*Source passage*.
* * * * * * *

Retention and Data Deletion with SDF

Overview of Approach

Our approach assumes the data warehoue is updated daily and contains the following main components for automation:

  • Classifiers. We have to categorize data, their purpose and retention period.
  • Date ranges and partitions. We have to know which table partition captures what data range.
  • User state. We have to know whether is a user is still active or left the service.
  • Policy evaluation. On any change to the warehouse or at least once a day, deletion policies must be upheld and enforced.

Simple Version

SDF introduces three features which are central to the proposed automation.

  1. SDF introduces classifiers and classifier propagation. This builds the foundation for having a perfect record of data categories and purpose for all data assets in the warehouse.
  2. SDF introduces a table and column information schema that captures the result of aforementioned annotation and propagation. In addition SDF has a partition schema, keeping a record of each table and its landing time.
  3. SDF introduces Reports and Checks, e.g. queries that run against above information schema. A check might for example be that all tables specify their purpose.
    A report, for example, can represent the partitions that have expired and thus should be deleted.

We introduce each of these three SDF concepts in turn.

Classifiers

SDF distinguishes between Table classifiers and Column classifiers.

We define the column classifier PII with a single label tag to label columns that have PII. PII label are automatically propagated following the flow of information through the warehouse. Of course users can refine PII labels, for instance specify that data is user_id, phone, email, full_name, etc. But here it is sufficient to just have a tag.

* * * * * * *

*Dataset section*.
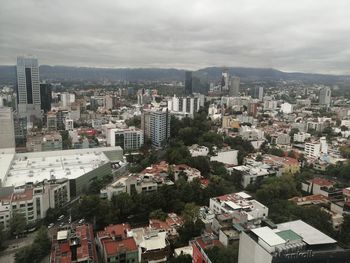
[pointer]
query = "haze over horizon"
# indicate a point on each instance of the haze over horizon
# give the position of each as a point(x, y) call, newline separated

* * * * * * *

*Set problem*.
Reproduce everything in the data deletion text from "Simple Version" down to "and Column classifiers.". The lines have no connection to the data deletion text.

*Exercise solution*.
Simple Version

SDF introduces three features which are central to the proposed automation.

  1. SDF introduces classifiers and classifier propagation. This builds the foundation for having a perfect record of data categories and purpose for all data assets in the warehouse.
  2. SDF introduces a table and column information schema that captures the result of aforementioned annotation and propagation. In addition SDF has a partition schema, keeping a record of each table and its landing time.
  3. SDF introduces Reports and Checks, e.g. queries that run against above information schema. A check might for example be that all tables specify their purpose.
    A report, for example, can represent the partitions that have expired and thus should be deleted.

We introduce each of these three SDF concepts in turn.

Classifiers

SDF distinguishes between Table classifiers and Column classifiers.